Count how many lines of the material below contain the string "grassy", treating uppercase and lowercase as different. Reply with the number alone.

- [Materials provided]
▬▬▬▬▬▬
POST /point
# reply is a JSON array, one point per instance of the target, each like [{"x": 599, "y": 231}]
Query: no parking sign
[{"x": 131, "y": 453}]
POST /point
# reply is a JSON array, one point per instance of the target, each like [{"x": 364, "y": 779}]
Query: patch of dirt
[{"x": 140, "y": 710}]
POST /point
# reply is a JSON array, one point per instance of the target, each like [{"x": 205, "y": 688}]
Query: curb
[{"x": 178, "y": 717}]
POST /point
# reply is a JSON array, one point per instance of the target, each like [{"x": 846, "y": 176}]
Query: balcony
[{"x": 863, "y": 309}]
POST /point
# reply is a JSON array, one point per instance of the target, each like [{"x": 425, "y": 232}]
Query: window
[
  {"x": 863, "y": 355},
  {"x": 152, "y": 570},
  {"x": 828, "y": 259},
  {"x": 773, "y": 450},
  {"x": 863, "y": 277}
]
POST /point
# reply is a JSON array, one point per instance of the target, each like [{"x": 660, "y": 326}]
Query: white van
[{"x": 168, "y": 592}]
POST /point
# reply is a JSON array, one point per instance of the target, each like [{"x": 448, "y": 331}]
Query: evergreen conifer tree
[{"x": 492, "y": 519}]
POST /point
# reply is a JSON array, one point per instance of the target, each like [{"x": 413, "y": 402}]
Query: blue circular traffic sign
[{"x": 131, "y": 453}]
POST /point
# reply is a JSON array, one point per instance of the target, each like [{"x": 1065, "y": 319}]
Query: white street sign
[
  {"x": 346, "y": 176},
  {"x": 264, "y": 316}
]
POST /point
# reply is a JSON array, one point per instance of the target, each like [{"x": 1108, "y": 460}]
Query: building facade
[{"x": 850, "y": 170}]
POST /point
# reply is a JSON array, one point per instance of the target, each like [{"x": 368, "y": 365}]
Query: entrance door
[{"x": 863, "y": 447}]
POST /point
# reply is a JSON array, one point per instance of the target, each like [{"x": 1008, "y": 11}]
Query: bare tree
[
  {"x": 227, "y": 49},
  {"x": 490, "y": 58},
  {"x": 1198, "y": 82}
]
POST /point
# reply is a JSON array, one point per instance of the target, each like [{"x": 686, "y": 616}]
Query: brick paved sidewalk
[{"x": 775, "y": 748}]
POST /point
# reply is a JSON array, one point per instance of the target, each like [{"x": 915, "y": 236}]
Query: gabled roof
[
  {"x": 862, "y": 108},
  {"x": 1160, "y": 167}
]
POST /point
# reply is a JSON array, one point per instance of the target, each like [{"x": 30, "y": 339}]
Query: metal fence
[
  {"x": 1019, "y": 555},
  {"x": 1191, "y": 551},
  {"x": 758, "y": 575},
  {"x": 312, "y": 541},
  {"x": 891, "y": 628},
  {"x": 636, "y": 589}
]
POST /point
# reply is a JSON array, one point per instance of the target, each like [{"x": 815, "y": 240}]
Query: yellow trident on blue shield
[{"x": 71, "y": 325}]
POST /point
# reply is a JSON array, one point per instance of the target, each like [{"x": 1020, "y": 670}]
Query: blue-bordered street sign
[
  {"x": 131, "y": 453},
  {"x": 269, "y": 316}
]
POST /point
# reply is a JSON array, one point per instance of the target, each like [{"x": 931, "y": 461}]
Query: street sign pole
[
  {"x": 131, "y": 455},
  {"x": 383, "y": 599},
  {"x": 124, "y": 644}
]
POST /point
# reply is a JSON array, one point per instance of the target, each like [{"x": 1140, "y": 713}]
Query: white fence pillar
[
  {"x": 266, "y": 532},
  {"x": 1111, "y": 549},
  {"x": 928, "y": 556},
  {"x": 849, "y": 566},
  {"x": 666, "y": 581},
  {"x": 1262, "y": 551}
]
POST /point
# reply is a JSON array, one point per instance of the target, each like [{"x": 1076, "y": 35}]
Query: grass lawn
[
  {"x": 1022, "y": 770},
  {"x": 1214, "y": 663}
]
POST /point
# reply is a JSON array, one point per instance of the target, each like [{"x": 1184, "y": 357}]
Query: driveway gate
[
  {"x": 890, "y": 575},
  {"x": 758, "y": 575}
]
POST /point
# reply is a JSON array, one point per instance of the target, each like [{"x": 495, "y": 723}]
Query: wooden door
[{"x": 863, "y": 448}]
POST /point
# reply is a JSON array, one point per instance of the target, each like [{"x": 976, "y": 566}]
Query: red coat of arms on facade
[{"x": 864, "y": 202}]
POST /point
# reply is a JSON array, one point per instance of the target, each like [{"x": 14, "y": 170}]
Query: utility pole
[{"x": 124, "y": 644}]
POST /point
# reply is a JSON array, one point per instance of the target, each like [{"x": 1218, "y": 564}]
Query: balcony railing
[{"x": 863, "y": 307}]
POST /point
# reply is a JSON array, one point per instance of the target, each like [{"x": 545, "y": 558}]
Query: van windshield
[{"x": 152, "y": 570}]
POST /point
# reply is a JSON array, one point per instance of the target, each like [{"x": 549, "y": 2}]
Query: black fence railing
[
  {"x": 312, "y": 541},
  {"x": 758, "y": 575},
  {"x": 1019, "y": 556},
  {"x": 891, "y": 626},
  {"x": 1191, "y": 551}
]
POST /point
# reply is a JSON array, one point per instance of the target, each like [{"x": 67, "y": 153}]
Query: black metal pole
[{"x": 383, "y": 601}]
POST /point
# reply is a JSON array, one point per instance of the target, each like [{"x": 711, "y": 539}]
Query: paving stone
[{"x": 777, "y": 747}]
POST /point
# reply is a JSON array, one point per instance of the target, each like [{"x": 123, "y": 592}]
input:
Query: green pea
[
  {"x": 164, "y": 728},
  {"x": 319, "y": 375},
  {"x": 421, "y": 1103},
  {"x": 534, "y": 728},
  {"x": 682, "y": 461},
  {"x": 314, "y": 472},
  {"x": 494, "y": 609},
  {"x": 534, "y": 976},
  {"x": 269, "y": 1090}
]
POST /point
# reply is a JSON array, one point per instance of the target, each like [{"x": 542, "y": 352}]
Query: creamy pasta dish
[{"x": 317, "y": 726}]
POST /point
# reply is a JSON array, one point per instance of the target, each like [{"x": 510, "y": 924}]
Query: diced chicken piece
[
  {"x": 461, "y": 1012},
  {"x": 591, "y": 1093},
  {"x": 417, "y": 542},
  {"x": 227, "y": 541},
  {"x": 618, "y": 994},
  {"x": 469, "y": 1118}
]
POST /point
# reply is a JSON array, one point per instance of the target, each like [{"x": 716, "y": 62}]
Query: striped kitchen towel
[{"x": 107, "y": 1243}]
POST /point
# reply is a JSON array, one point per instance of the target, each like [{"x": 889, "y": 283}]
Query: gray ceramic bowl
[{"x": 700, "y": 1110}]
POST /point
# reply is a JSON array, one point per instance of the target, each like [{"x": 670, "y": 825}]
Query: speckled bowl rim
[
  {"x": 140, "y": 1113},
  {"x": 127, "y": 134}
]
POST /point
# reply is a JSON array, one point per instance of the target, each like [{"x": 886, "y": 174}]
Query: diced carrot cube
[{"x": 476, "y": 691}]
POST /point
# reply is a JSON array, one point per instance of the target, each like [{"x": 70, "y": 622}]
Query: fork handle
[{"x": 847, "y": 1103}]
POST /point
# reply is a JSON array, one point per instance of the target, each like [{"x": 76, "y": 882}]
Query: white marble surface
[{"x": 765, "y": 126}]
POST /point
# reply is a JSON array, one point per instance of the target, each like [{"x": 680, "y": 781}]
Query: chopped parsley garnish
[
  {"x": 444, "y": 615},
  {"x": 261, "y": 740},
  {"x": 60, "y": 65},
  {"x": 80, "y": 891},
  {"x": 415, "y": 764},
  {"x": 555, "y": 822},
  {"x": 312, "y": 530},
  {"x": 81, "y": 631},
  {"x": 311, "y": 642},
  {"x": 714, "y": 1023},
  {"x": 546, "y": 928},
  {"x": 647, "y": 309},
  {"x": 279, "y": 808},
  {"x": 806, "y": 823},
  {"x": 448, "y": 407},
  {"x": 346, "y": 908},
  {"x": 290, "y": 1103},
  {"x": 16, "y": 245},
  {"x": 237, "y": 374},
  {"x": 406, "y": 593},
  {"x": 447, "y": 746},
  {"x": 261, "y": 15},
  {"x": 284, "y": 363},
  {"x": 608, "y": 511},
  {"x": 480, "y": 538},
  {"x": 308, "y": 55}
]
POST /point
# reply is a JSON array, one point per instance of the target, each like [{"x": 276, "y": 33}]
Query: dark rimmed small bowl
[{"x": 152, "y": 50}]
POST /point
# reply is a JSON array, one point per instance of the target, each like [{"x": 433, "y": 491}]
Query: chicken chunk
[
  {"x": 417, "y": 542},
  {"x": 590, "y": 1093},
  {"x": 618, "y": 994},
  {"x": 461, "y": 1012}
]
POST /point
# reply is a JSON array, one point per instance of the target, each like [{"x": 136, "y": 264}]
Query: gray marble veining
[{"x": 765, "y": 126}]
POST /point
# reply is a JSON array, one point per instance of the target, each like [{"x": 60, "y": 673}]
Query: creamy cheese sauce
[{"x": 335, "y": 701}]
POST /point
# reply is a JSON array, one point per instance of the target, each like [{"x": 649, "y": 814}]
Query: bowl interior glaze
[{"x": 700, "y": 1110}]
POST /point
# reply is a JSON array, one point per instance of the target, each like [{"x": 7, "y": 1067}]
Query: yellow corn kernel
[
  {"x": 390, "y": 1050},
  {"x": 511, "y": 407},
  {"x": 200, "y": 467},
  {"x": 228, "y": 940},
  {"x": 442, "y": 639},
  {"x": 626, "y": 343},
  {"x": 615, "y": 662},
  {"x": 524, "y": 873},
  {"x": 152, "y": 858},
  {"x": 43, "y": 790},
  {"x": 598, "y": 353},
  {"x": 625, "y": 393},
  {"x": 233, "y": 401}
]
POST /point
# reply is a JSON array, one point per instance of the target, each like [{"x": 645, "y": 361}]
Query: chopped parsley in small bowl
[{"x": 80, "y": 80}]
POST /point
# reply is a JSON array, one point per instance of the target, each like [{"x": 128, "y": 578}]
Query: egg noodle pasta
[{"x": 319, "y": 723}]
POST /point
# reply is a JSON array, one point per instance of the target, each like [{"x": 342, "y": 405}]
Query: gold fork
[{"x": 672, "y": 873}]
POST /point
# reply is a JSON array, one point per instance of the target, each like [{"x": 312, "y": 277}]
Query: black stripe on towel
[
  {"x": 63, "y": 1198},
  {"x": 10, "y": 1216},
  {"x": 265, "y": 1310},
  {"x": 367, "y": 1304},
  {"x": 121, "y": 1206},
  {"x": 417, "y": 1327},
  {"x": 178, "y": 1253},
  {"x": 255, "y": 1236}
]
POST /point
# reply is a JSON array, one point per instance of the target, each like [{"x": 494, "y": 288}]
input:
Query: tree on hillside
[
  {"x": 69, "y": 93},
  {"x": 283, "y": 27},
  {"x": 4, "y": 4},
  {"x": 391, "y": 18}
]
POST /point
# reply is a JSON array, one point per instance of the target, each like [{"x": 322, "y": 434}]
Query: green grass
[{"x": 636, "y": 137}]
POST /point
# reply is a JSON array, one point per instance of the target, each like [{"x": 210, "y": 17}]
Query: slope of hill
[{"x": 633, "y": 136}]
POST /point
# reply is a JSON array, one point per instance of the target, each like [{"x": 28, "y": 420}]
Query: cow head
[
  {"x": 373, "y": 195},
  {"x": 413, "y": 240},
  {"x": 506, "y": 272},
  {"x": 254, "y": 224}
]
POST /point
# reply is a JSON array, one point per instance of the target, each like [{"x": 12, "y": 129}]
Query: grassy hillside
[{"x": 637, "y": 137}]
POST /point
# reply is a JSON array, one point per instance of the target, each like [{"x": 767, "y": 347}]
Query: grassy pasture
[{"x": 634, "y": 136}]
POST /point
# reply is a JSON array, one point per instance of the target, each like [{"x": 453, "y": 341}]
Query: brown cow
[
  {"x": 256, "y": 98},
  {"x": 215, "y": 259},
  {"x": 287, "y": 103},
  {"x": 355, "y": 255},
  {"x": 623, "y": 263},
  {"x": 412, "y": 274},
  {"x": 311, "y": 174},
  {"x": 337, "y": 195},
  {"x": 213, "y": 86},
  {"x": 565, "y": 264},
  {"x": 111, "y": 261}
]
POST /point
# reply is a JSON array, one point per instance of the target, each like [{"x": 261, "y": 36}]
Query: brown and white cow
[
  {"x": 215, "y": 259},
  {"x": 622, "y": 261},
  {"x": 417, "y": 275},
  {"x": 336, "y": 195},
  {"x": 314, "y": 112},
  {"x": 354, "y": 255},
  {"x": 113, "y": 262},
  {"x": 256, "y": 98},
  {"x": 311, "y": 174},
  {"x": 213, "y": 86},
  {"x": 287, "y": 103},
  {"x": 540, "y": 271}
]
▬▬▬▬▬▬
- [Exercise result] 2